Exercise prompt: Everything in the records except the pictures should come back exactly as written.

Listed records:
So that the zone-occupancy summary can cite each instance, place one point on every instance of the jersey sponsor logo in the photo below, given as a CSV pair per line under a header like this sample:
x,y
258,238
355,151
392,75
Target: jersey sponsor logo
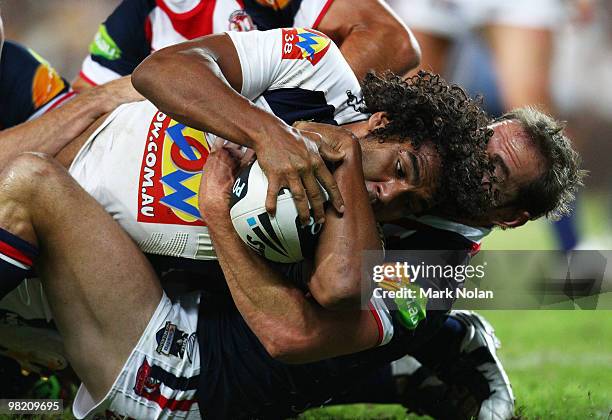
x,y
240,21
46,84
172,341
274,4
304,44
104,45
170,174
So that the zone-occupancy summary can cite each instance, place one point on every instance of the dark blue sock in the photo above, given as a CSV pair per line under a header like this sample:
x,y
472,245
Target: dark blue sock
x,y
16,256
444,345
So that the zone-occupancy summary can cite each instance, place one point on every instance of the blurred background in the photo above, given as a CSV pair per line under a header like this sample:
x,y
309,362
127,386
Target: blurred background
x,y
559,362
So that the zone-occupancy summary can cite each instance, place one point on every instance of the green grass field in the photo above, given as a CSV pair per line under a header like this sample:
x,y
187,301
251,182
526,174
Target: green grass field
x,y
559,362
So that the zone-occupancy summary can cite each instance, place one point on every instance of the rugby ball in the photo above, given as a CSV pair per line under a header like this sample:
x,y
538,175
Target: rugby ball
x,y
280,238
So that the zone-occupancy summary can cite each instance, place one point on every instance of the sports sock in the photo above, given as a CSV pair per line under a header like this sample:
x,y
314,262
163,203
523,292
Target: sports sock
x,y
444,345
16,257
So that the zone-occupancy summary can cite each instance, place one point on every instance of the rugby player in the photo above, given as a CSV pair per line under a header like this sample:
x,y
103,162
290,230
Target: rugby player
x,y
369,35
138,27
303,66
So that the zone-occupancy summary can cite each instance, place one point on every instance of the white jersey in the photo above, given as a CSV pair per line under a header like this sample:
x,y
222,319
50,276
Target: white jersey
x,y
138,27
145,168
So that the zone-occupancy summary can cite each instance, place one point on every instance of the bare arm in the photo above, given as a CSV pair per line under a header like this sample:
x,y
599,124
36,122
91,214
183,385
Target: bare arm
x,y
206,77
336,280
371,37
55,129
266,299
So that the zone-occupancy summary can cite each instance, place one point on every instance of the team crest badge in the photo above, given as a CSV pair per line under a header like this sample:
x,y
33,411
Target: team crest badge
x,y
304,44
171,341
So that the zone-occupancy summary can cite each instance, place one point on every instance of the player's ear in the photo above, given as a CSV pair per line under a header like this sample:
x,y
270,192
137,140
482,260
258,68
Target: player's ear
x,y
378,120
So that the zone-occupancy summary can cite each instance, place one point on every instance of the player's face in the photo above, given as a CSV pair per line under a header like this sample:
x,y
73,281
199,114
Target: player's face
x,y
515,158
400,179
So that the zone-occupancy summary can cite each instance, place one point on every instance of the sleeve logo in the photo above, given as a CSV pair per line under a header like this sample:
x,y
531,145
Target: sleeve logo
x,y
304,44
104,46
46,84
274,4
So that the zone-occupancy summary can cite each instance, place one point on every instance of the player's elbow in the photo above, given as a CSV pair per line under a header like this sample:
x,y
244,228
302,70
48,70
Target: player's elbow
x,y
289,346
338,287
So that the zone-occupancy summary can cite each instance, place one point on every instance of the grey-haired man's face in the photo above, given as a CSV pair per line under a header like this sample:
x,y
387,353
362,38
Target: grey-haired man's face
x,y
516,159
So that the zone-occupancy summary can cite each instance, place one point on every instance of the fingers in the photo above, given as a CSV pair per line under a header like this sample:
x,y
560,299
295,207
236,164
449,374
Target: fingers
x,y
301,200
328,182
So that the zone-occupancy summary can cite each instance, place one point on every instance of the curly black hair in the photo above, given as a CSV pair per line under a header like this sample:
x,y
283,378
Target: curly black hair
x,y
426,108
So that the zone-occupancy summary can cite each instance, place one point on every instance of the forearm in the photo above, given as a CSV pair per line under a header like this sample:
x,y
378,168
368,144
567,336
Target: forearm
x,y
267,300
202,97
336,281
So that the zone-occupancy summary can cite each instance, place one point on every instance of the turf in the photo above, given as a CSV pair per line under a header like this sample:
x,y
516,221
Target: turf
x,y
559,363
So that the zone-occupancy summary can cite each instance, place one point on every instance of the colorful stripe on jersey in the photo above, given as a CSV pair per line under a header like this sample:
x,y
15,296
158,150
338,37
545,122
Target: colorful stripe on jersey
x,y
304,44
170,174
16,251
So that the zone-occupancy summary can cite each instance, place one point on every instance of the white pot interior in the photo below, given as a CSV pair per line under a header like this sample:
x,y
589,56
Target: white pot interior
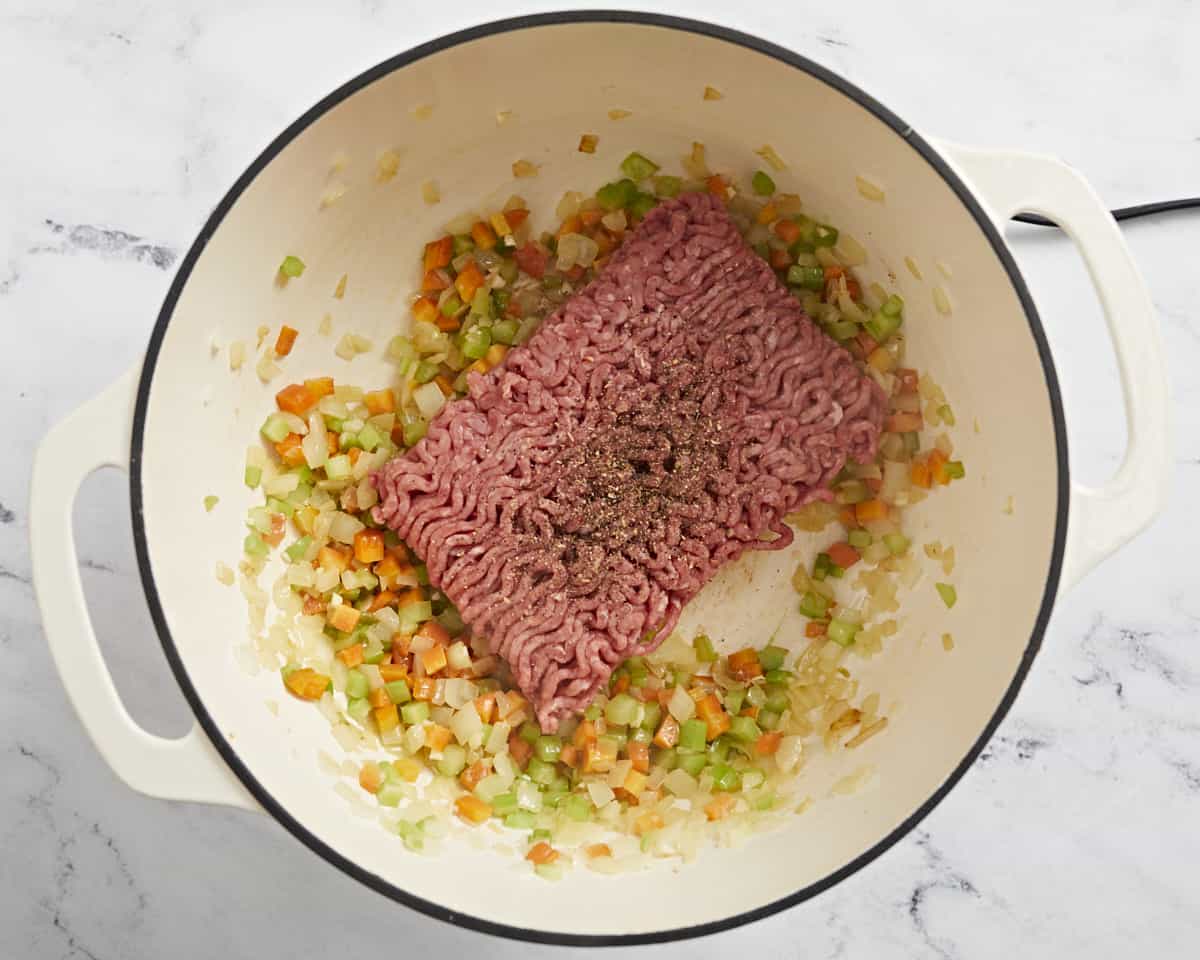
x,y
201,417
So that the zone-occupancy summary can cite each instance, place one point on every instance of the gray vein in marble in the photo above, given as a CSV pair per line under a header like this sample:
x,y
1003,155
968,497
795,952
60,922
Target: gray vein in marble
x,y
946,880
108,243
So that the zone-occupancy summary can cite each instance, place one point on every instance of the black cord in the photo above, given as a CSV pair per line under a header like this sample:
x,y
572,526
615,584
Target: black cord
x,y
1123,213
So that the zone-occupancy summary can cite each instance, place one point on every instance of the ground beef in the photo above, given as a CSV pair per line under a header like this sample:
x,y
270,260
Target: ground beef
x,y
659,424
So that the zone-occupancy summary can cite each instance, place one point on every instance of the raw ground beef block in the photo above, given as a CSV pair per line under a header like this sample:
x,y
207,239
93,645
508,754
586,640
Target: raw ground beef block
x,y
659,424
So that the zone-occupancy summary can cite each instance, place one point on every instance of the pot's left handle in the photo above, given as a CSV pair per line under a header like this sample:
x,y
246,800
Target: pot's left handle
x,y
97,435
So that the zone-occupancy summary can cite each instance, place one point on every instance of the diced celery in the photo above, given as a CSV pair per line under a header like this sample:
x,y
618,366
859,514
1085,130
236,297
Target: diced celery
x,y
621,709
693,735
772,657
858,539
453,760
762,184
339,467
549,748
415,712
691,763
814,605
292,267
725,778
637,167
357,684
841,633
397,691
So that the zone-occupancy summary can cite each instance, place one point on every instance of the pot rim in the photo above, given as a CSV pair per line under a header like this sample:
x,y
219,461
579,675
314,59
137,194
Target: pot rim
x,y
342,93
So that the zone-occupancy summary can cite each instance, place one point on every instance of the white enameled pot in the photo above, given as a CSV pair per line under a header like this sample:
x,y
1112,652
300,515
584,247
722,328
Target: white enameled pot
x,y
559,76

Expected answer:
So that the zone-occupancy summary can cite each instance, place one point on every instance of the jersey sponsor logo in the photo below, given as a CSV pair per line under a header like this sample:
x,y
258,238
355,151
392,75
Target: jersey sponsor logo
x,y
240,21
46,84
172,341
274,4
304,44
104,45
170,174
So that the zone-occupancy summary can cite each instance, place one point on every instance of the dark blue sock in the photo above, given as a CSV pair per line under a header like this sample:
x,y
472,245
Target: dark blue sock
x,y
16,256
444,345
So that the zone-occupancy summary can cite each instance, place one point on every instance of the blurred background in the photo above, given as a CSV pair per line under a header like this sample:
x,y
309,362
127,386
Target: blurred background
x,y
559,362
So that the zone-occupancy summary can cite each instance, place one point on every instance of the green grass field in the photo above, given as a CSV pair per line under a header like this sample:
x,y
187,301
251,182
526,174
Target: green grass field
x,y
559,362
So that the zone-occupancy summary can cite each instance, place one point on every instance of the rugby ball in the photo above, given as a CSV pair per line under a header like this sample:
x,y
538,175
Target: rugby ball
x,y
280,238
So that the zone-occupancy summary can cite each instance, place one point on every instance of the sports sock in the photo above, given as a CSV pair per line under a header like this sample:
x,y
314,262
163,203
523,292
Target: sports sock
x,y
444,345
16,257
So that the zone-occupancy summary can cite each instance, place one point on every instance of the rugby player in the photo above, given as a CSV pair per line under a header like this sample:
x,y
103,162
290,230
Target: rugby player
x,y
369,35
138,27
303,66
So that the zone-occupancy summary can cite each instance, place one point on every instance of the white jersey in the photo above, given as a CSV pair per line under a header like this sample:
x,y
222,319
50,276
Target: white jersey
x,y
138,27
145,168
So that the zone-occupancy summary can cite each instance, place one point on every instance of the bare arm in the photo above, given as a CSV pair per line under a header like this sample:
x,y
599,124
36,122
91,214
183,385
Target: bare arm
x,y
206,77
336,280
371,37
55,129
266,299
So that the zone-occupancy summary can cite each instance, place one point on every instance of the team crest badge in the photo above, given as a CSV pair per line under a header like this sample:
x,y
33,411
Target: team crest badge
x,y
304,44
171,341
So that the zone-occupancy summary can cite each instance, place one point on every instance of the player's ear in the photo above, given as a CSV pair per line under a header like this sample:
x,y
270,192
137,140
482,260
258,68
Target: player's ear
x,y
378,120
So that the zone-occupancy summary can cite each instance, place one point on every instance of the player's face in the photo above, given as a CSV pair per line under a header like this sample:
x,y
73,281
199,114
Target: player's face
x,y
515,158
400,179
So that the zone-occupancy summary can cite each instance, place one point on every instance of the sleeve logo in the photo above, given as a CSV pair per line under a header like this sample:
x,y
531,145
Target: sleeve logo
x,y
304,44
104,46
46,84
274,4
So that the zone-occupancy summary can cite each instance, place one point on every instance of the player's elbow in the photo above, given as a CSV pair per line under a header like this sample:
x,y
244,228
302,70
48,70
Target: player's elbow
x,y
289,346
338,287
So that the zone-occupancy summary can cite each instance, place one point on every instance of the grey-haired man's face in the photo above, given as a CSV pair per line under a header like this sample:
x,y
387,353
362,38
Target: grey-haired man's face
x,y
516,159
So that the zone-occupancy summary can cite each instance, place one point on every instance of the fingers in the photo above, given as a CSV pair per line under a header like this sample:
x,y
560,299
295,207
236,164
449,374
Target: fingers
x,y
301,200
328,182
So that the zone-occupancy summary can cite each instance, place one point on every instance of the curly black hair in the photo above, given as a CSV pair per line under a header like this sample:
x,y
283,378
Target: curly black hair
x,y
426,108
So that the zone-occupancy summary can cite each instance, place one point on every instance of the forearm in the photo above, given as a CSV pair per line under a header like this sample:
x,y
378,168
368,144
567,336
Target: forearm
x,y
267,300
202,97
336,281
So that the zone-occupancy summary can cite each instance, place one point on every instance of the turf in the photo above, given as a CSV pair per line under a header like this sample:
x,y
516,221
Target: turf
x,y
559,363
So that the zone-occupancy summary can cite each instance, place one point on every instance of the colorful stripe on jersey in the photo above, given as a CSV pair per line under a header like this sample:
x,y
15,296
158,150
338,37
545,122
Target: colorful stripe on jersey
x,y
304,44
170,174
16,251
So that the zone-occupancy summary can cite each instance, place one point on every instance of the white pot interior in the photo below, given as a CSV pair per line under a header like this sample:
x,y
589,56
Target: white pot interior
x,y
201,417
So that the zone-occupancy summary can cite each instance, place one point on every instance of the gray vein in marble in the photo above, given as a CSV pair per line under a header like this sample:
x,y
1003,155
968,497
795,952
60,922
Target: gray vein in marble
x,y
946,880
108,243
So that the zone-occupancy summary can cite each instance, place one point on every instance of the black cord in the photo above, given as a CSV pair per line under a header like this sample:
x,y
572,526
615,584
Target: black cord
x,y
1123,213
So that the zone-occupancy summary can cite each instance, place one point on every instance of the ground beef in the photo above, given as a CSV pair per line under a header like this sample:
x,y
270,260
Target: ground beef
x,y
659,424
So that the zone-occupancy summary can cite each instance, place one point on every instance of the raw ground beef block in the photo above, given as a CSV pair per line under a header like this sample:
x,y
207,239
93,645
508,754
586,640
Target: raw ground beef block
x,y
659,424
So that the zone-occupancy summary can cite each instance, place one point on every instance of the pot's left handle in the photo above, given as a CSV pair per line under a header like this sample:
x,y
246,800
Target: pot's left handle
x,y
97,435
So that the zone-occupancy summary can cite each instance, place one point on every instance of the diced celery in the photo above, given as a CSV pair per line under a header like this sample:
x,y
618,366
859,514
1085,130
236,297
Target: diced celery
x,y
621,709
693,735
772,657
858,539
453,760
762,184
339,467
549,748
415,712
691,763
814,605
292,267
725,778
637,167
357,684
841,633
397,691
So that the zone-occupancy summary can cite each instance, place one point on every instance of the pot rim in the photo above, given as a CSV pair per line under a header like this sample:
x,y
219,461
579,675
314,59
137,194
Target: pot rim
x,y
342,93
So that the zone-occupancy summary can cite each instance, place one point on every instance of the white enameled pot in the photo above, given as a CSV pair per line under a header like this sample:
x,y
1112,652
300,515
584,247
722,328
Target: white enameled pot
x,y
559,76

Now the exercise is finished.